» REQUIRED WORK:
Answer these from the text below on Mary Magdalene as the beloved disciple:
1. According to Jay Raskin, who was resurrected in the original version of the Lazarus story?
2. How does the text describe perfection in sacred geometry?
3. What is Mary Magdalene from the astrotheology perspective?

====== PAGE TEXT

Mary "John" Magdalene, The Beloved Disciple:

http://www.amazon.com/exec/obidos/tg/listmania/list-browse/-/CV3ZTFHJV6TP

>>does Gnostic Christianity believe that one must be a Gnostic Christian to survive the Final Judgement?

Some Gnostic groups did.  Mystically, by definition, survivors of the Final Judgement are Gnostic elect.  Surviving the wrath of God and knowing and experiencing God's omnipotence against the lower self amount to two metaphors for the same thing.

Resurrection of Mary instead of Lazarus

Jay Raskin proposes that a Mary rather than Lazarus was resurrected in the original version of the story.

http://groups.yahoo.com/group/JesusMysteries/message/16744

Beloved disciple is Mary M - wide-open artistic secret

This posting relates to the theme of figuring out open secrets in Christian allegory.

The most beloved disciple of Jesus is Mary Magdalene.  This is a wide-open artistically conveyed secret.

It is blatantly, openly obvious from the Last Supper that "John" is a name representing Mary Magdalene and that Mary Magdalene is Jesus' favorite, beloved disciple.  The church authoritarians were unable to suppress this view except in the scriptures they controlled.  John is always shown as a woman, even in 19th-century Bibles.  There are 12 people around Jesus and one of the 12 shown is clearly indicated as Judas, and one of the 12 shown is the woman close to Jesus, clearly the most beloved disciple.

This easy puzzle relies on the way the canon says there are 12 but never commits to naming and tracking them. 

In sacred geometry, perfection is a sphere fully surrounded by 12 spheres that touch it.

From the astrotheology perspective, Mary Magdalene is the moon, reflecting the light of Jesus the sun.

I was able to immediately confirm that this theory is pretty much standard.

http://www.google.com/search?q=%22beloved+disciple%22+%22mary+magdalene%22+%22last+supper%22

One of the most interesting things about this revision (or partially suppressed key tradition) of Mary Magdalene and the Beloved Disciple is the immediate spreading of interlocking ramifications, showing a homeostatic state shift from one stable state (the Literalist network of notions) to a quite different stable state (the Gnostic network of notions).  This one change -- asserting that the Beloved Disciple is Mary Magdalene -- in isolation may seem of limited import.  But when you consider the several other revisions that fit together with it, this adds up to an earthquake of a change, a paradigm shift.

Mary Magdalene was one of the 12 disciples and should possibly be considered one of the 12 apostles.

Mary Magdalene was the favorite of the 12 disciples.

Mary Magdalene was Jesus' consort.

At his crucifixion Jesus created a household family parent/child relationship between Mary Magdalene and the Virgin Mary.

This tradition is evident in art and in the Nag Hammadi scriptures, which indicates that this whole time there has been a thriving tradition -- folk and Gnostic -- set very much against the authoritarian tradition.

Gnostics were far more influential in creating and shaping the Christian storyline, and have been a much stronger tradition, than the authoritarians have admitted.

============
====== RECORDED DATA

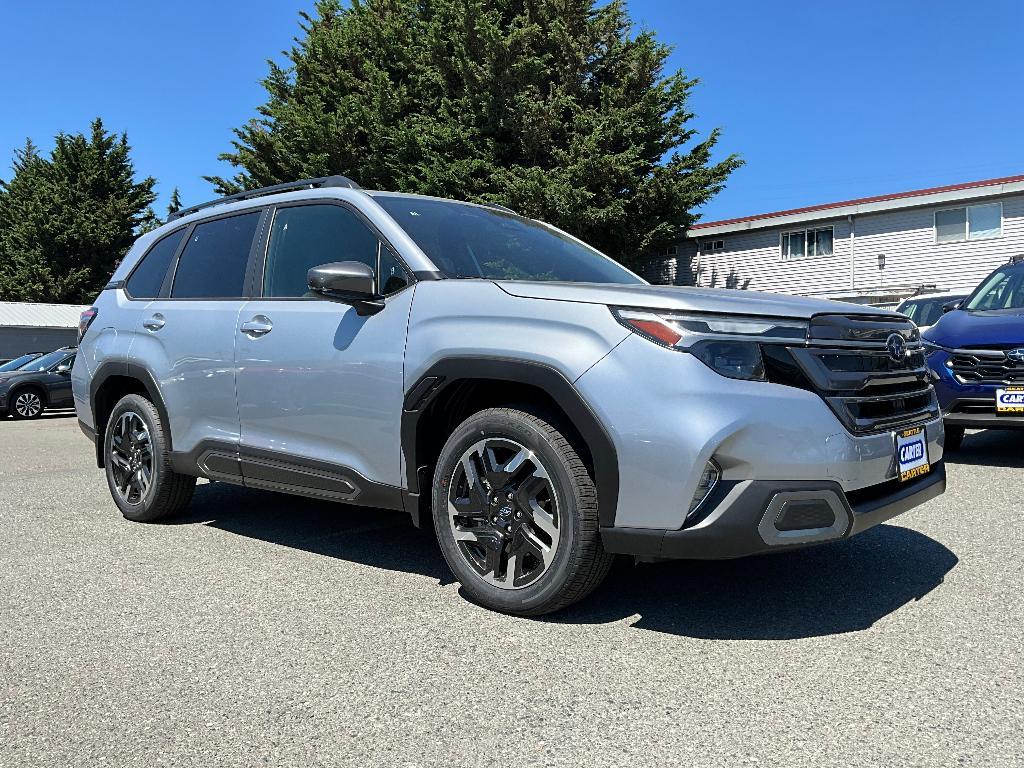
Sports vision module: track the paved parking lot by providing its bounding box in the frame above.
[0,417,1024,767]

============
====== RECORDED DATA

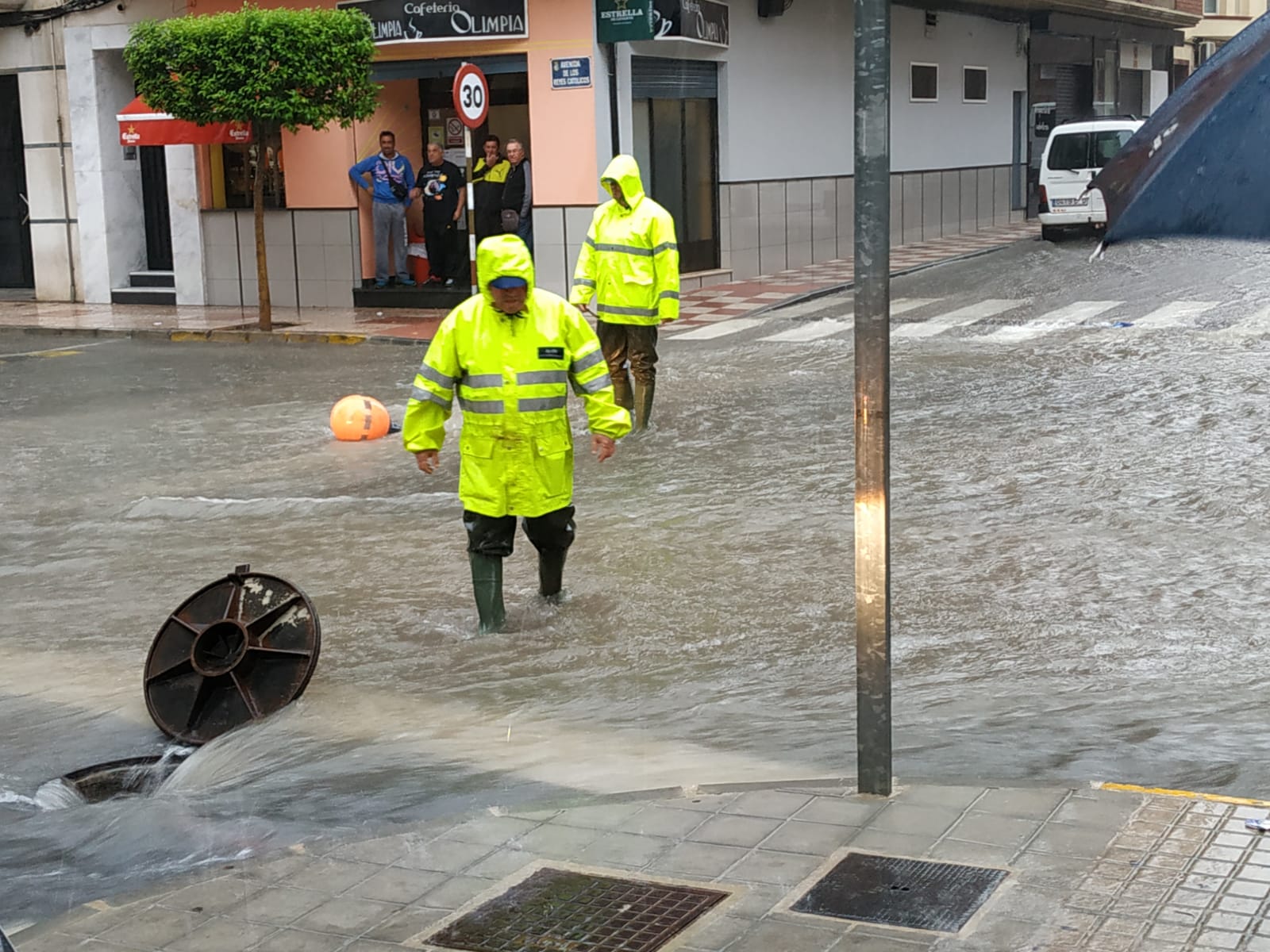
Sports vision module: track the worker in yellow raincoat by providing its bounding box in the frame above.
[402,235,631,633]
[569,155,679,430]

============
====== RECORDED DATA

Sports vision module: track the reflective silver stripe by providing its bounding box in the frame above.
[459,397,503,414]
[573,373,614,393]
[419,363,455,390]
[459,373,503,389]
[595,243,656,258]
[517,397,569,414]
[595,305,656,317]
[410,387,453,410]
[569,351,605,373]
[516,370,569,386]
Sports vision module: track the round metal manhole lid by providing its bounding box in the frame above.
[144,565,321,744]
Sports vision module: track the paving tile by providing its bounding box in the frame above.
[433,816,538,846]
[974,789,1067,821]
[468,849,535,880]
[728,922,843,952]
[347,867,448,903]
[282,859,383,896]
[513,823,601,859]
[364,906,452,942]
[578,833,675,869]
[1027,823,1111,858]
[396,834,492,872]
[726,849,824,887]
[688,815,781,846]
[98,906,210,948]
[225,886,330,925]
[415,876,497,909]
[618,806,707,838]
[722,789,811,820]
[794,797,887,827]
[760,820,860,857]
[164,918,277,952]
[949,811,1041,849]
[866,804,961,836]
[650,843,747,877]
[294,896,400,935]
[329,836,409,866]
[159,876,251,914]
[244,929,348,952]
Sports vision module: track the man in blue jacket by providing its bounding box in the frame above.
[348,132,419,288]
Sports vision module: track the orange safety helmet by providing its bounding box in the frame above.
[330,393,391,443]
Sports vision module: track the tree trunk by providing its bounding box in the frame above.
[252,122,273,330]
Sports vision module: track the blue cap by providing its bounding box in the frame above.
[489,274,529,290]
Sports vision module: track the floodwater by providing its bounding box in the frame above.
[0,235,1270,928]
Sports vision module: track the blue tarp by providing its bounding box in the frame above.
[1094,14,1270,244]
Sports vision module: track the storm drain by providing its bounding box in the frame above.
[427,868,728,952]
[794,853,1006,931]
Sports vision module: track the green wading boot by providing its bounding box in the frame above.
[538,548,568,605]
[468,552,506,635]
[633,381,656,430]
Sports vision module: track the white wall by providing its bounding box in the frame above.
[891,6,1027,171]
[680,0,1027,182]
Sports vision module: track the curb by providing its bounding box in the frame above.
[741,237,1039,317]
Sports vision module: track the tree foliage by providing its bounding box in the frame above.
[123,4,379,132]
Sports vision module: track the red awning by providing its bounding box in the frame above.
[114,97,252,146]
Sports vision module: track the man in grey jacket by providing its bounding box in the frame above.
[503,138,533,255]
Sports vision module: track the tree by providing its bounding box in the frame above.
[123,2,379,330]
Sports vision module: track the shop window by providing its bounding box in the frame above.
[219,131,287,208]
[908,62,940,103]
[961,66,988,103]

============

» REPLY TO THE EXERCISE:
1. A Mary, rather than Lazarus.
2. A sphere fully surrounded by 12 spheres that touch it.
3. The moon, reflecting the light of Jesus the sun.